Task prompt: Set each entry down verbatim, omitting images.
####
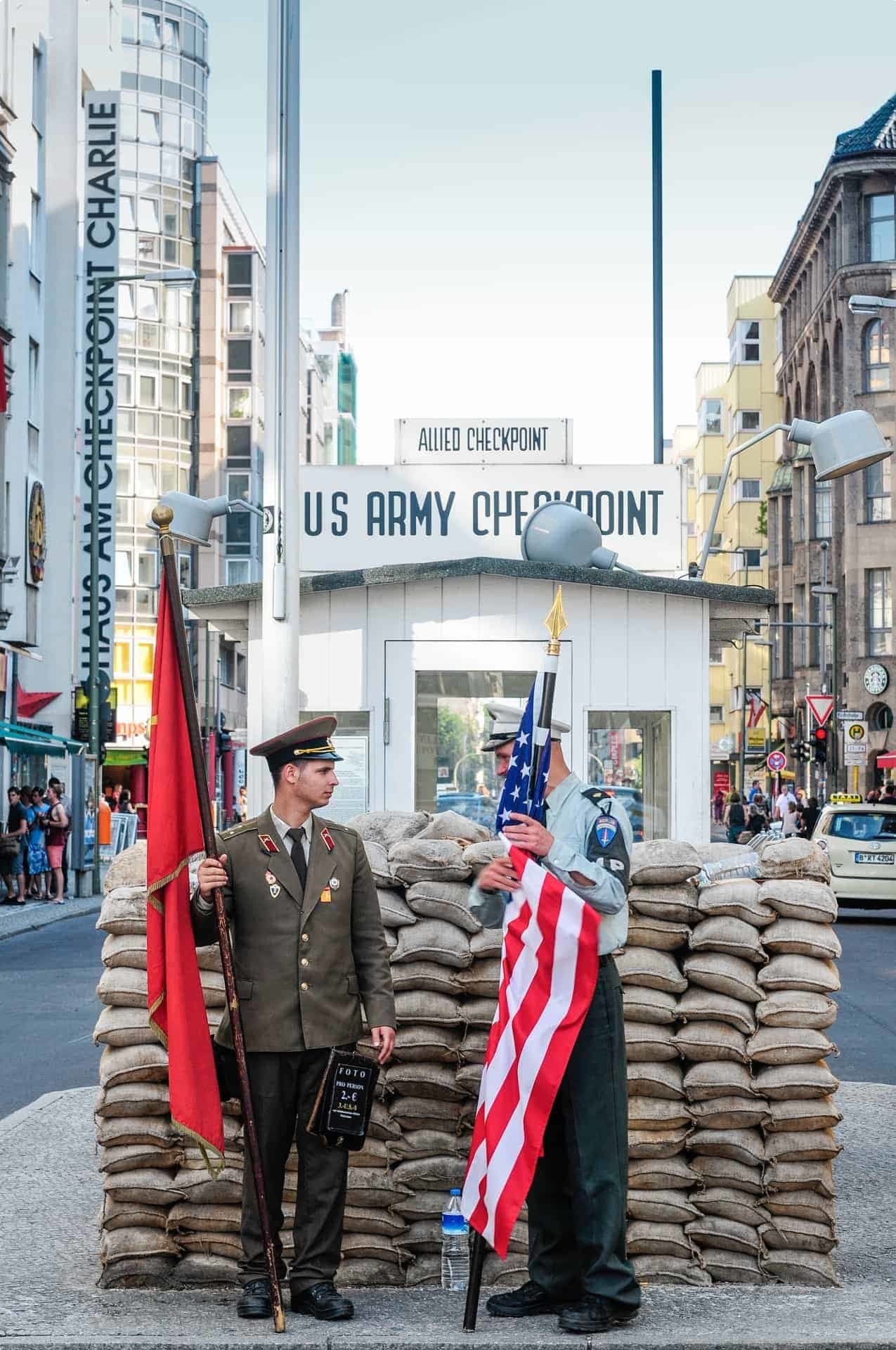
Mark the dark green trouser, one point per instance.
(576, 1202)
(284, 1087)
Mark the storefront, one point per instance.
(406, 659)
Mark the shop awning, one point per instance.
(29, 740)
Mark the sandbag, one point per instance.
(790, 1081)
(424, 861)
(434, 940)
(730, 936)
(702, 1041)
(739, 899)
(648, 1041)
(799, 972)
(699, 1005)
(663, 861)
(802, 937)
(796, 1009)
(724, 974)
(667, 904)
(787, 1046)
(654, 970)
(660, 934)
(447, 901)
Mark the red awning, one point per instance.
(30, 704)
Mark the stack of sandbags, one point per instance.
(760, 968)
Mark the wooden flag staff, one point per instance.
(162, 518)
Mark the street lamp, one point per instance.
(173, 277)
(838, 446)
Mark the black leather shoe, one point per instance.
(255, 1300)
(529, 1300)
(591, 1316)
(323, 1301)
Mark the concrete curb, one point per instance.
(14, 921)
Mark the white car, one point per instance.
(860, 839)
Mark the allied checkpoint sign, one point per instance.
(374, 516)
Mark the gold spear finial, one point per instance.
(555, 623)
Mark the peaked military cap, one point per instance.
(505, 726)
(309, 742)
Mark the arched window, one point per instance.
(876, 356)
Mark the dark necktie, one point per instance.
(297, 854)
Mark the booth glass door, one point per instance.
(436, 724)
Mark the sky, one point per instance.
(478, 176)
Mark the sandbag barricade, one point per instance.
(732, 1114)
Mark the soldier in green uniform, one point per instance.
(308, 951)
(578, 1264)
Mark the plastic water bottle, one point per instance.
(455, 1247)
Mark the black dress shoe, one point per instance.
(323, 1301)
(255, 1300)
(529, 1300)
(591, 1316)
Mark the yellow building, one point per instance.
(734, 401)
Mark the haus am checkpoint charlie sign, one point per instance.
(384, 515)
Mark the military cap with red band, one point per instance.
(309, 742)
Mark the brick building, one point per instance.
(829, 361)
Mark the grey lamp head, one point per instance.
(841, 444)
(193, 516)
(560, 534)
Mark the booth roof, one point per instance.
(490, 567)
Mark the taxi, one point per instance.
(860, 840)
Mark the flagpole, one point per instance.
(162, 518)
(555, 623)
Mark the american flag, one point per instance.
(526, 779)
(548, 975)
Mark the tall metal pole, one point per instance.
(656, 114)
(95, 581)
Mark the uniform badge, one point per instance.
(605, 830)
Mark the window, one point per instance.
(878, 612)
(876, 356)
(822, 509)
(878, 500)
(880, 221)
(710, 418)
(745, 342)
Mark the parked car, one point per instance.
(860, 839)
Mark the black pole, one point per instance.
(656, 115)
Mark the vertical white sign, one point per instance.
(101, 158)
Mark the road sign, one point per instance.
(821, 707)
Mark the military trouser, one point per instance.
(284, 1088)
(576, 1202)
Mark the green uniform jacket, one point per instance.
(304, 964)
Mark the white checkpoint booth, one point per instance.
####
Task answer:
Mark the dark green trouser, one point per instance.
(576, 1202)
(284, 1087)
Mark the storefront, one point per instance.
(406, 659)
Mark the shop awning, one point per instance.
(29, 740)
Mark the sandbag, one point per instance.
(790, 1081)
(424, 861)
(434, 940)
(730, 936)
(702, 1041)
(739, 899)
(648, 1041)
(799, 972)
(699, 1005)
(663, 861)
(802, 937)
(796, 1009)
(724, 974)
(667, 904)
(787, 1046)
(654, 970)
(660, 934)
(447, 901)
Mark the red awning, one point per instance.
(30, 704)
Mark the stack of sandbags, one point per instance.
(760, 968)
Mark the wooden flag staff, one point per instance.
(162, 518)
Mark the street lamp, one point per instance.
(173, 277)
(838, 446)
Mark the black leather shoe, one point per instance.
(255, 1300)
(529, 1300)
(591, 1316)
(323, 1301)
Mark the concrete curb, one point per instance.
(14, 921)
Mark the white car, one point per instance.
(860, 839)
Mark the allied checkpoint sign, one point per instance.
(374, 516)
Mark the gold spear finial, one point per instance.
(555, 623)
Mark the peaked military cap, one point per instance.
(505, 726)
(309, 742)
Mark the arched window, one point per instance.
(876, 356)
Mark the dark necktie, one point per instance.
(297, 854)
Mark the booth glass door, one point per instance.
(436, 724)
Mark the sky, one point per instance.
(478, 176)
Mark the sandbag barricade, one point per instance.
(732, 1114)
Mark the soldier in green uniform, one point per instance.
(308, 951)
(578, 1264)
Mark the plastic water bottle, one point per instance.
(455, 1247)
Mark the black dress shoe, one point per instance.
(323, 1301)
(255, 1300)
(529, 1300)
(591, 1316)
Mark the yellow building, one point per instance.
(734, 401)
Mark the haus am checkpoint charlie sign, one point per instance.
(384, 515)
Mark the military cap with red band, one point per instance.
(309, 742)
Mark the brick building, one point per instance.
(829, 361)
Mark the grey lamp head, one point per instance.
(841, 444)
(193, 516)
(560, 534)
Mark the booth roof, one point per instance.
(490, 567)
Mark the taxi, one point per instance.
(860, 840)
Mark the flagpole, one point per instance.
(162, 518)
(555, 623)
Mark the american flag, one point per instance.
(526, 779)
(548, 975)
Mark the tall metal pole, one point per instance.
(656, 114)
(95, 581)
Mark the uniform badge, one point per instance.
(605, 830)
Mark the window, one point per instance.
(878, 612)
(876, 356)
(822, 509)
(878, 500)
(880, 221)
(710, 418)
(745, 342)
Mark the parked car, one point per instance.
(860, 839)
Mark the black pole, one point per instance.
(656, 115)
Mark the vertical white sign, one point per instance.
(101, 158)
Mark the road sign, one point per instance.
(821, 707)
Mark the military trouser, one point per instance.
(284, 1088)
(576, 1202)
Mark the green uniform jacket, one point per instance.
(304, 964)
Mark the white checkpoint booth, one point per instance.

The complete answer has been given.